Records from a data collection:
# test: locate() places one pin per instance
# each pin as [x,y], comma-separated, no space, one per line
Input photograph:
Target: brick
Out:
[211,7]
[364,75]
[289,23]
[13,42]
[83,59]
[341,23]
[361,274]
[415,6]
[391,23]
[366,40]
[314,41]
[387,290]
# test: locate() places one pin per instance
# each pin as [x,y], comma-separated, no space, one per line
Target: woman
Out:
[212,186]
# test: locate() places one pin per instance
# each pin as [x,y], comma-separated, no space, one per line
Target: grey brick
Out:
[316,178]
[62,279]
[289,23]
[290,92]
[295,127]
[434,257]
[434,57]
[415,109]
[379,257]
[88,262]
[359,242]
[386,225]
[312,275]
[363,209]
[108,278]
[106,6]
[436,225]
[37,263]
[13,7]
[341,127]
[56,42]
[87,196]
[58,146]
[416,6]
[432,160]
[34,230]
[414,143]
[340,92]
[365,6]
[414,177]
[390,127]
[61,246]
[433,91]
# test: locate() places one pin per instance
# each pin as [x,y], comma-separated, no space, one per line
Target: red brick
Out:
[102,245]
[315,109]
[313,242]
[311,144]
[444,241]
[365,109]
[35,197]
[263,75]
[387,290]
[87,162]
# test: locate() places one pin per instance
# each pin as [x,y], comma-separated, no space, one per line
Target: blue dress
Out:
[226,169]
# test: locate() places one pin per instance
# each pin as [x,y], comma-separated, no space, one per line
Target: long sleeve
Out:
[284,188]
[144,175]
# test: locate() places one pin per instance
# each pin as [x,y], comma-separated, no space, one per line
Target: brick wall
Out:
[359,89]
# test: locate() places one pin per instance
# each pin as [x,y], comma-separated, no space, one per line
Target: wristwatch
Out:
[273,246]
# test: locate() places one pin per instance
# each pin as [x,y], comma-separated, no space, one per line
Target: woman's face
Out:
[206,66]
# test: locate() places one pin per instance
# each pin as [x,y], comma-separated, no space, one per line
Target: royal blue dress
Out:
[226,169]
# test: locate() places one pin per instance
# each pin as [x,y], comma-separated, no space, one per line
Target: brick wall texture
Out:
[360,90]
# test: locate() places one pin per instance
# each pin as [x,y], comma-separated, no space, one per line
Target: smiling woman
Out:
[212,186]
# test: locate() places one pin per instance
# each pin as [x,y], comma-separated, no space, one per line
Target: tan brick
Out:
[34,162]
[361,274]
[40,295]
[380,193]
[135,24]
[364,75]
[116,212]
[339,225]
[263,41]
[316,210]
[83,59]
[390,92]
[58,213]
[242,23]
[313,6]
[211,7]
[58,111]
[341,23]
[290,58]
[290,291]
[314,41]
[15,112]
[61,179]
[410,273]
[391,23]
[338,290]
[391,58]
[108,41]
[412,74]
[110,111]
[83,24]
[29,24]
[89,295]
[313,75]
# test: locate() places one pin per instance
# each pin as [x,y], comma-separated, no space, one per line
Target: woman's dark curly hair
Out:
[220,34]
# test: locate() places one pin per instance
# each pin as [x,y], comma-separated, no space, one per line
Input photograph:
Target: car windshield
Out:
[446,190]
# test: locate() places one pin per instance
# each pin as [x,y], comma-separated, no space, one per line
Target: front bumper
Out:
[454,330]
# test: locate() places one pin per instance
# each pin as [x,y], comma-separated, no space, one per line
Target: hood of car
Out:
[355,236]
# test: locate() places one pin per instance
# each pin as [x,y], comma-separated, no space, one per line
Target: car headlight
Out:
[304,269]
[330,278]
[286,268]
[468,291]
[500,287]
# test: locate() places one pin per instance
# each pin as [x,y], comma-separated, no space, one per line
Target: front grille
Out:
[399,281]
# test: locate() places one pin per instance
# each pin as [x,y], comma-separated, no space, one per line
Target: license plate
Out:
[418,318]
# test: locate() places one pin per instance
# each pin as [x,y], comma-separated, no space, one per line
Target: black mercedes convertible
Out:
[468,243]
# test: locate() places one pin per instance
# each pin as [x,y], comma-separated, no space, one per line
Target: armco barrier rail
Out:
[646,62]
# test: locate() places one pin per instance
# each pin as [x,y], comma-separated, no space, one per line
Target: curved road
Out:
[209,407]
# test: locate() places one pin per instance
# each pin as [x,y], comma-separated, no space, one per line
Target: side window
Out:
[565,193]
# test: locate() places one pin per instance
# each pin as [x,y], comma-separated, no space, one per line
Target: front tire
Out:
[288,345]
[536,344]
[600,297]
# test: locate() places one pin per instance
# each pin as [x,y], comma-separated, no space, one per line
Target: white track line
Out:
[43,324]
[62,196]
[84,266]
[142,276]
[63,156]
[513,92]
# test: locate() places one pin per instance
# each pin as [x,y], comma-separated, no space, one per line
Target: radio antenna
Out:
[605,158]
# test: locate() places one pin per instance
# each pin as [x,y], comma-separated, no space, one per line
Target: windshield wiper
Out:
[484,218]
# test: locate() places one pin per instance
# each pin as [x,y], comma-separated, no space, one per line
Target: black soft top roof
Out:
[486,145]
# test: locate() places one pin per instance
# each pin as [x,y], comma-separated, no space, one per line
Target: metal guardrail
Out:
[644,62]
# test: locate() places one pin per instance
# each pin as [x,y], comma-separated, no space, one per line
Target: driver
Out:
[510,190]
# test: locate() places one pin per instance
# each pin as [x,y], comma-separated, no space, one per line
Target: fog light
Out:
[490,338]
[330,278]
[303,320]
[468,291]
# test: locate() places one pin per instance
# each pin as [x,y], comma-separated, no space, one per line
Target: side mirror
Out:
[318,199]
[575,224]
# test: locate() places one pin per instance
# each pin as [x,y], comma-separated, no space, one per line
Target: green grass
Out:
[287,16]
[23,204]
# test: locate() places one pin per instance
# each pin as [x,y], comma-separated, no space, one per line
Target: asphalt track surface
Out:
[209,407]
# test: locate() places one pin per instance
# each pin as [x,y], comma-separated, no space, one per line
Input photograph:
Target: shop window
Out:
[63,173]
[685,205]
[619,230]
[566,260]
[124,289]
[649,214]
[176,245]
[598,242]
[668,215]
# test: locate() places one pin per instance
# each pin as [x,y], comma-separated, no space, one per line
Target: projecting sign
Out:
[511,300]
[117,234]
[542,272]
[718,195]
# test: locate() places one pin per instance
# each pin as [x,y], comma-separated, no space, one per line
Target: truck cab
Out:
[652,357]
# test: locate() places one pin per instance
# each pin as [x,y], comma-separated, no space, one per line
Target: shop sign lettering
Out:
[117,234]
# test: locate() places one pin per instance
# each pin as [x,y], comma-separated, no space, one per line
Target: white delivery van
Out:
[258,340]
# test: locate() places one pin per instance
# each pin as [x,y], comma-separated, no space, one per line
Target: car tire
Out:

JOB: Repeat each entry word for word.

WRITTEN RESPONSE:
# test: locate() places one pin per instance
# each pin as [x,y], comma-separated, no space, one per line
Input photograph:
Target: brick
Out:
[211,7]
[364,75]
[289,23]
[13,42]
[83,59]
[341,23]
[361,274]
[415,6]
[391,23]
[366,40]
[314,41]
[387,290]
# test: locate() places one pin per instance
# each pin as [x,y], comma-separated, no space, one per line
Target: woman
Out:
[212,186]
# test: locate() places one pin per instance
# each pin as [x,y], comma-separated, no space, one per line
Target: grey brick
Out:
[316,178]
[62,279]
[289,23]
[290,92]
[295,127]
[434,257]
[434,57]
[415,109]
[379,257]
[88,262]
[359,242]
[386,225]
[312,275]
[363,209]
[108,278]
[106,6]
[436,225]
[37,263]
[13,7]
[341,127]
[56,42]
[87,196]
[58,146]
[416,6]
[432,160]
[34,230]
[414,143]
[340,92]
[365,6]
[414,177]
[390,127]
[61,246]
[433,91]
# test: locate() places one pin per instance
# each pin as [x,y], comma-separated, no space, one per line
Target: red brick
Out:
[102,245]
[315,109]
[313,242]
[311,144]
[444,241]
[365,109]
[35,197]
[263,75]
[387,290]
[87,162]
# test: locate() places one pin per instance
# each pin as [x,y], comma-separated, no space, one per line
Target: blue dress
Out:
[226,169]
# test: locate() places one pin per instance
# each pin as [x,y], comma-separated, no space, one per line
Target: long sleeve
Out:
[284,188]
[144,175]
# test: locate() places one pin per instance
# each pin as [x,y], comma-separated, no space, one per line
Target: brick wall
Out:
[359,89]
# test: locate() places one pin per instance
# each pin as [x,y], comma-separated, no space, one per line
Target: wristwatch
Out:
[273,246]
# test: locate() places one pin per instance
# each pin as [x,y], comma-separated, no space, one per line
Target: woman's face
Out:
[206,66]
# test: locate() places one pin per instance
# each pin as [x,y], comma-separated, no space, one per line
Target: royal blue dress
Out:
[226,169]
# test: locate() places one pin per instance
# each pin as [x,y], comma-separated, no space, one per line
Target: brick wall texture
Out:
[360,90]
# test: locate() places one pin per instance
# each pin as [x,y], comma-separated, no space, one per line
Target: smiling woman
Out:
[212,186]
# test: locate() places one pin per instance
# each pin as [x,y], comma-separated, no space, one per line
Target: tan brick
Out:
[34,162]
[361,274]
[40,295]
[380,193]
[135,24]
[364,75]
[116,212]
[339,225]
[263,41]
[316,210]
[83,59]
[390,92]
[58,213]
[242,23]
[313,6]
[211,7]
[58,111]
[341,23]
[290,58]
[290,291]
[314,41]
[15,112]
[61,179]
[410,273]
[391,23]
[338,290]
[391,58]
[108,41]
[412,74]
[110,111]
[83,24]
[29,24]
[89,295]
[313,75]
# test: locate() places one pin per instance
# each pin as [x,y], comma-separated, no space, one per line
Target: woman's dark curly hair
Out:
[220,34]
# test: locate() places one pin per instance
# each pin as [x,y], comma-separated, no space, one per line
Input photograph:
Target: car windshield
Out:
[446,190]
# test: locate() places one pin per instance
# each pin as [x,y], comma-separated, no space, one per line
Target: front bumper
Out:
[454,330]
# test: locate() places one pin per instance
# each pin as [x,y], comma-separated, no space, one per line
Target: hood of car
Out:
[355,236]
# test: locate() places one pin per instance
# each pin as [x,y], comma-separated, no space, one per line
Target: car headlight
Out:
[304,269]
[330,278]
[286,268]
[468,291]
[500,287]
# test: locate() places one pin per instance
# each pin as [x,y], comma-separated, no space, one per line
Target: front grille
Out:
[399,281]
# test: locate() places one pin per instance
# each pin as [x,y], comma-separated, no space, one per line
Target: license plate
Out:
[418,318]
# test: locate() places one pin per instance
# each pin as [x,y], comma-separated, no space, one per line
Target: black mercedes convertible
Out:
[468,243]
# test: locate() places one pin per instance
# each pin as [x,y], comma-separated, no space, one per line
Target: armco barrier rail
Out:
[646,62]
# test: locate() places one pin per instance
# each pin as [x,y], comma-separated, no space, one per line
Target: curved road
Out:
[209,407]
# test: locate() places one pin per instance
# each pin as [x,y], comma-separated, no space, one per line
Target: side window
Out:
[565,193]
# test: locate() places one pin per instance
# each pin as [x,y], comma-separated, no space, one per line
Target: front tire
Out:
[288,345]
[536,344]
[600,297]
# test: locate() places one pin per instance
# each pin as [x,y], comma-separated, no space, one per line
Target: white track line
Out:
[43,324]
[62,196]
[84,266]
[142,276]
[63,156]
[513,92]
# test: locate() places one pin per instance
# each pin as [x,y], comma-separated, no space, one per line
Target: radio antenna
Out:
[605,158]
# test: locate() places one pin per instance
# each pin as [x,y], comma-separated, no space, one per line
Target: windshield wiper
Out:
[484,218]
# test: locate() places one pin per instance
# each pin as [x,y], comma-separated, no space, one per line
Target: black soft top roof
Out:
[486,145]
# test: locate() places one pin per instance
# each pin as [x,y], comma-separated, no space, one per line
Target: metal guardrail
Out:
[644,62]
# test: locate() places one pin per instance
# each pin as [x,y], comma-separated, no space, one per line
Target: driver
Out:
[510,190]
# test: locate() places one pin per instance
# each pin as [x,y], comma-separated, no space, one per line
Target: fog light
Out:
[490,338]
[330,278]
[303,320]
[468,291]
# test: locate() places one pin per instance
# each pin as [x,y], comma-separated, no space, one per line
Target: side mirror
Out:
[318,199]
[575,224]
# test: locate() places one pin per instance
# each pin as [x,y], comma-separated, no space, one per line
Target: green grass
Out:
[287,16]
[23,204]
# test: locate() places one pin per instance
# each pin as [x,y], comma-separated, no space, one per line
Target: asphalt track surface
Out:
[209,407]
# test: locate() places one pin per instance
# each pin as [x,y], comma-separated, no space, one per line
Input photograph:
Target: shop window
Out:
[63,173]
[685,205]
[619,230]
[566,260]
[124,289]
[649,214]
[176,245]
[598,242]
[668,215]
# test: locate() places one pin per instance
# each pin as [x,y], comma-separated, no space, one per line
Target: projecting sign
Out:
[511,300]
[117,234]
[542,272]
[718,195]
# test: locate() places one pin per instance
# each pin as [x,y], comma-separated, no space, one per line
Target: truck cab
Out:
[652,357]
# test: locate() places one pin per instance
# each pin as [x,y], comma-separated, no space, one per line
Target: shop sign lettering
Out:
[117,234]
# test: locate() places one pin per instance
# each pin as [x,y], comma-separated, no space, one per line
Target: white delivery van
Out:
[258,340]
# test: locate() places one pin per instance
# each pin as [x,y], comma-separated, no space, one per line
Target: car tire
Out:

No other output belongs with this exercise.